> [Task statement]: Reproduce, character for character, the stretch of the records from the line containing "GET /v1/detect?q=clear blue sky" through the end of the records.

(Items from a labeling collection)
********

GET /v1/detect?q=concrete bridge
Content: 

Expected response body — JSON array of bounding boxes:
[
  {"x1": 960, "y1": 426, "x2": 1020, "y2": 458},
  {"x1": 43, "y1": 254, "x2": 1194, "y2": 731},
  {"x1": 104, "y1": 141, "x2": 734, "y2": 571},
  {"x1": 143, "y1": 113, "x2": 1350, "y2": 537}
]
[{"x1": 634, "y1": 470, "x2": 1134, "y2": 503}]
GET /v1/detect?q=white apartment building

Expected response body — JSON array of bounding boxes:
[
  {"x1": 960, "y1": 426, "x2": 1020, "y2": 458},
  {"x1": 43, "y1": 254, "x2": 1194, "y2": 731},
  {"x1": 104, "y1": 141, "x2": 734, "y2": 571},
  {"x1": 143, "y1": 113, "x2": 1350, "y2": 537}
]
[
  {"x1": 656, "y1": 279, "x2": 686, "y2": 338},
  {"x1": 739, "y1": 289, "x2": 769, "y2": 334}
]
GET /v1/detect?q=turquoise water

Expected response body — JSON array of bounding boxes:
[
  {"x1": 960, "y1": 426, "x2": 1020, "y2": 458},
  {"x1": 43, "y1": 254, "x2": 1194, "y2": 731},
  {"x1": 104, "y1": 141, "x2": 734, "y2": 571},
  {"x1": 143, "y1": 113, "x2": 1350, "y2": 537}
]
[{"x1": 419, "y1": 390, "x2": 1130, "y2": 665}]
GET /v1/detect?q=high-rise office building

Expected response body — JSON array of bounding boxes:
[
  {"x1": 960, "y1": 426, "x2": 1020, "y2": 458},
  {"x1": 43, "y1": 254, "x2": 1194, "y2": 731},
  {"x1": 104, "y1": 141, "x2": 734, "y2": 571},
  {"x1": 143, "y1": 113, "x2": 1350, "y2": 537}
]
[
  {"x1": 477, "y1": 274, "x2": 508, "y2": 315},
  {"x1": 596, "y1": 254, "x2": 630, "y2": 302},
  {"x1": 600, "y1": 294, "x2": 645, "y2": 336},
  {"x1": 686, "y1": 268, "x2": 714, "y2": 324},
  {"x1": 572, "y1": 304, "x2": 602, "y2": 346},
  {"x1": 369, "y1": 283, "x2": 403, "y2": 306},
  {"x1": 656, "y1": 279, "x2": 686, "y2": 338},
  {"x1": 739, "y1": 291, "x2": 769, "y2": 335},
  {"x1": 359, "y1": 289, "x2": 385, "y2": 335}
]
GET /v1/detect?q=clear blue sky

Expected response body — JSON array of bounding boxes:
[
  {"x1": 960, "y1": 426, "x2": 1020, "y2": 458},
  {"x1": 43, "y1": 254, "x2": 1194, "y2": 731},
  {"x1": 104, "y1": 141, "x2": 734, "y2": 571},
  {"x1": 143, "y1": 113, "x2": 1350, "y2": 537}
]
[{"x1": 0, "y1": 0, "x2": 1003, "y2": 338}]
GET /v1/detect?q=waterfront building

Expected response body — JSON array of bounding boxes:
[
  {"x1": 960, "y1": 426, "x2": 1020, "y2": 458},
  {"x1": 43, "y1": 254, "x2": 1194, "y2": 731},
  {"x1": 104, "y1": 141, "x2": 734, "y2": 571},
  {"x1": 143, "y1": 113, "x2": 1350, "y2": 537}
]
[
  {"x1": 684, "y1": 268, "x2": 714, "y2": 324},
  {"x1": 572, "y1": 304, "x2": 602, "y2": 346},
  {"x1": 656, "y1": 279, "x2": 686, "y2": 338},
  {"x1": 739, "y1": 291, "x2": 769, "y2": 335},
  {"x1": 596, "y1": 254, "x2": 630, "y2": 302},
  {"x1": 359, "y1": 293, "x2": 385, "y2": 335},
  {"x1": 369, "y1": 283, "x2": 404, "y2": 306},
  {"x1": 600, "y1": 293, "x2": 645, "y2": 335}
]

********

> [The solution]:
GET /v1/detect?q=clear blue sky

Expected response body — JSON array of bounding boxes:
[
  {"x1": 960, "y1": 426, "x2": 1020, "y2": 458},
  {"x1": 43, "y1": 254, "x2": 1194, "y2": 731},
  {"x1": 104, "y1": 141, "x2": 734, "y2": 571},
  {"x1": 143, "y1": 113, "x2": 1350, "y2": 537}
]
[{"x1": 0, "y1": 0, "x2": 1003, "y2": 338}]
GET /v1/detect?q=waterfront building

Expected response body — JSON array of bounding boxes:
[
  {"x1": 960, "y1": 426, "x2": 1020, "y2": 458},
  {"x1": 43, "y1": 254, "x2": 1194, "y2": 731},
  {"x1": 104, "y1": 141, "x2": 734, "y2": 571},
  {"x1": 143, "y1": 113, "x2": 1350, "y2": 537}
]
[
  {"x1": 684, "y1": 268, "x2": 714, "y2": 324},
  {"x1": 572, "y1": 304, "x2": 602, "y2": 346},
  {"x1": 656, "y1": 279, "x2": 686, "y2": 338},
  {"x1": 739, "y1": 291, "x2": 769, "y2": 335},
  {"x1": 596, "y1": 254, "x2": 630, "y2": 302},
  {"x1": 359, "y1": 293, "x2": 385, "y2": 335},
  {"x1": 369, "y1": 283, "x2": 404, "y2": 306},
  {"x1": 600, "y1": 293, "x2": 645, "y2": 335}
]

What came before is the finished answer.